(Work to complete):
Which lines should be repeated? Exactly the one containing "SUV parked off" and every line after it through the end of the entries below.

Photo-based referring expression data
───
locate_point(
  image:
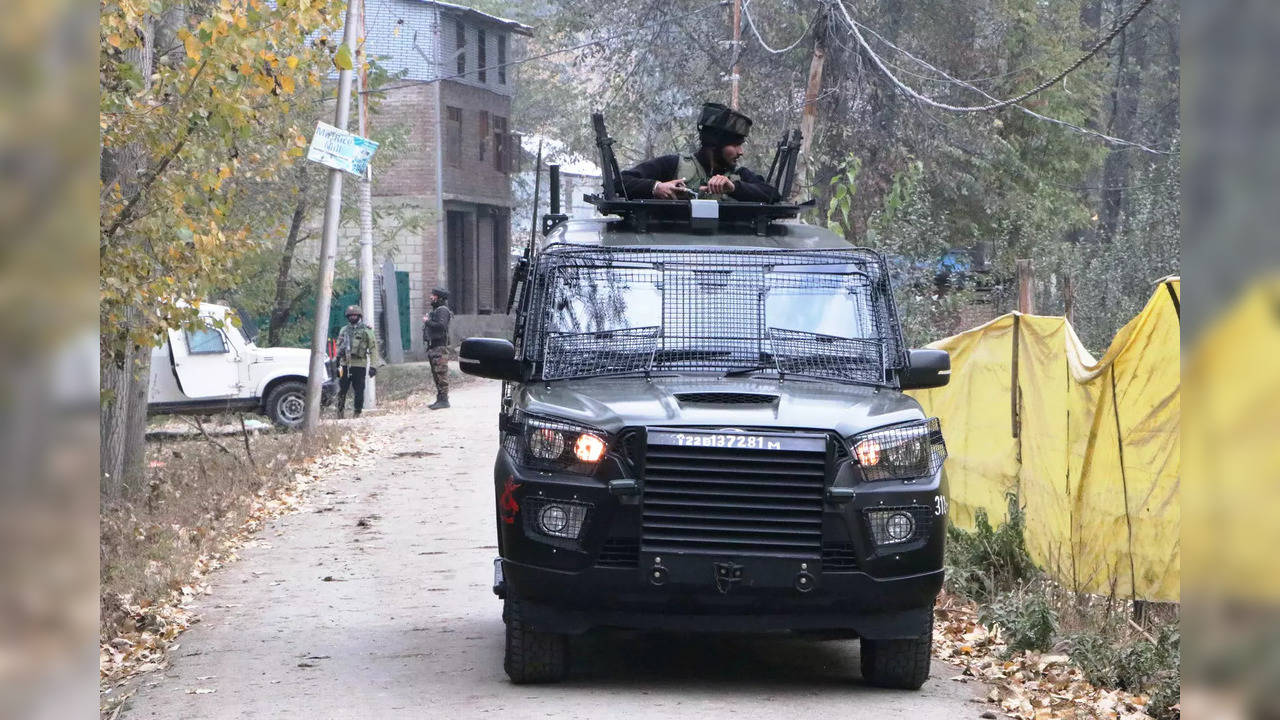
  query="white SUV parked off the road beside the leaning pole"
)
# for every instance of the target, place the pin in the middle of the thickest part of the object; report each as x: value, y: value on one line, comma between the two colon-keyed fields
───
(Your response):
  query="white SUV parked off the road beside the leaning pole"
)
# for every instance of the target, place the pin in the middle of the thickest part of the object; report each as x: value, y: value on one line, comma between the two colon-keyed fields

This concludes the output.